• **THE INPUT**:
= = = =
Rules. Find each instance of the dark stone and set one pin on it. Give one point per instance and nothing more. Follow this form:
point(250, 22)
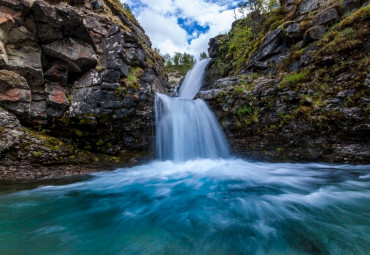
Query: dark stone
point(307, 6)
point(48, 33)
point(79, 55)
point(314, 33)
point(327, 17)
point(293, 30)
point(348, 6)
point(136, 56)
point(111, 76)
point(110, 86)
point(119, 66)
point(58, 72)
point(73, 23)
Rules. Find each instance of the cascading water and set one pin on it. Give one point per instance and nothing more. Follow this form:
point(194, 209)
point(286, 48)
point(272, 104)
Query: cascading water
point(186, 128)
point(200, 207)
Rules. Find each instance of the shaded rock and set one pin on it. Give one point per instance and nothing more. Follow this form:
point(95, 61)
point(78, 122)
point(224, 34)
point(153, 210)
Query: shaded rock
point(136, 56)
point(327, 17)
point(10, 130)
point(25, 59)
point(57, 101)
point(58, 72)
point(110, 86)
point(348, 6)
point(292, 30)
point(287, 4)
point(79, 55)
point(15, 94)
point(314, 33)
point(307, 6)
point(208, 94)
point(228, 81)
point(45, 13)
point(48, 33)
point(273, 50)
point(111, 76)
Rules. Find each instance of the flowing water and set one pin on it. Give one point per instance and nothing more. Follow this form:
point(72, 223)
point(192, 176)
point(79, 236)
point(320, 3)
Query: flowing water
point(185, 128)
point(196, 207)
point(201, 201)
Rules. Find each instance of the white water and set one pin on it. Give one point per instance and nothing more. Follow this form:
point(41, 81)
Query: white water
point(187, 129)
point(193, 80)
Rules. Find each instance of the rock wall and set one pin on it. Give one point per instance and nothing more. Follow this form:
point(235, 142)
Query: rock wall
point(87, 76)
point(303, 93)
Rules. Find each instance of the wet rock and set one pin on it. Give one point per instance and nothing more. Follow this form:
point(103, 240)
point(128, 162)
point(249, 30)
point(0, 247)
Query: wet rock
point(273, 50)
point(48, 33)
point(10, 131)
point(26, 60)
point(287, 4)
point(111, 76)
point(208, 94)
point(45, 13)
point(110, 86)
point(314, 33)
point(293, 30)
point(327, 17)
point(348, 6)
point(57, 98)
point(228, 81)
point(79, 55)
point(58, 72)
point(307, 6)
point(136, 56)
point(15, 93)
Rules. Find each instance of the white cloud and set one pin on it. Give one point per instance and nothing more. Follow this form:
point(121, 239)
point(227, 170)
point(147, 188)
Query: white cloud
point(159, 19)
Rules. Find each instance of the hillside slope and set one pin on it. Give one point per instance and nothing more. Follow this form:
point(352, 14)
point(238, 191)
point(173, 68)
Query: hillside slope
point(297, 86)
point(77, 85)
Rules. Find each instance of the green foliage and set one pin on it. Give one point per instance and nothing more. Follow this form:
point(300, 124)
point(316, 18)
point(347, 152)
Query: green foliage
point(294, 79)
point(244, 110)
point(180, 62)
point(37, 154)
point(132, 80)
point(203, 55)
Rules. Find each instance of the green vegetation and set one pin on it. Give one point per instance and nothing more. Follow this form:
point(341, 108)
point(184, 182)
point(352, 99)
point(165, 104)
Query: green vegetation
point(132, 80)
point(294, 79)
point(37, 154)
point(237, 47)
point(179, 62)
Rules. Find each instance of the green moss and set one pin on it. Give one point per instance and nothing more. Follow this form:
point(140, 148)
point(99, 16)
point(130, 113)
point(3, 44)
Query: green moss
point(37, 154)
point(132, 80)
point(293, 79)
point(78, 132)
point(244, 110)
point(357, 17)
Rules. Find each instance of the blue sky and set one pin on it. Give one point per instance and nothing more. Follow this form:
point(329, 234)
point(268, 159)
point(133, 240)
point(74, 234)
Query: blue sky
point(183, 25)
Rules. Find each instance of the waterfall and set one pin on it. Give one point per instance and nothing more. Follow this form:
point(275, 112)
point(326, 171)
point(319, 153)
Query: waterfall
point(185, 128)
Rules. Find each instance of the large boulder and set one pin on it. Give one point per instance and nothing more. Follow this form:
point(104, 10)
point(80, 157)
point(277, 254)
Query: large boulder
point(79, 55)
point(326, 17)
point(15, 94)
point(314, 33)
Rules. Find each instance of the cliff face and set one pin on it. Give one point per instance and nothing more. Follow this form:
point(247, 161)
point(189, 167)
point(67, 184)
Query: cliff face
point(83, 75)
point(297, 86)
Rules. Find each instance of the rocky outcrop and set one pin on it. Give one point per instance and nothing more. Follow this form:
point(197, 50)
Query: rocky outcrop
point(301, 92)
point(85, 76)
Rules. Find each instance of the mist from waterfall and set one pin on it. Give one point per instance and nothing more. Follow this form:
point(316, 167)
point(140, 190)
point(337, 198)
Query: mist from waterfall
point(185, 128)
= = = =
Reproduce the stretch of the records from the line containing "Rules. Find each instance of the shaded" through the line containing "point(10, 130)", keeping every line unchanged.

Rules. Find each instance of the shaded rock and set one pin on it. Give one point per instance and nothing more. Follow this form:
point(95, 61)
point(78, 122)
point(224, 34)
point(153, 210)
Query: shaded rock
point(136, 56)
point(327, 17)
point(10, 130)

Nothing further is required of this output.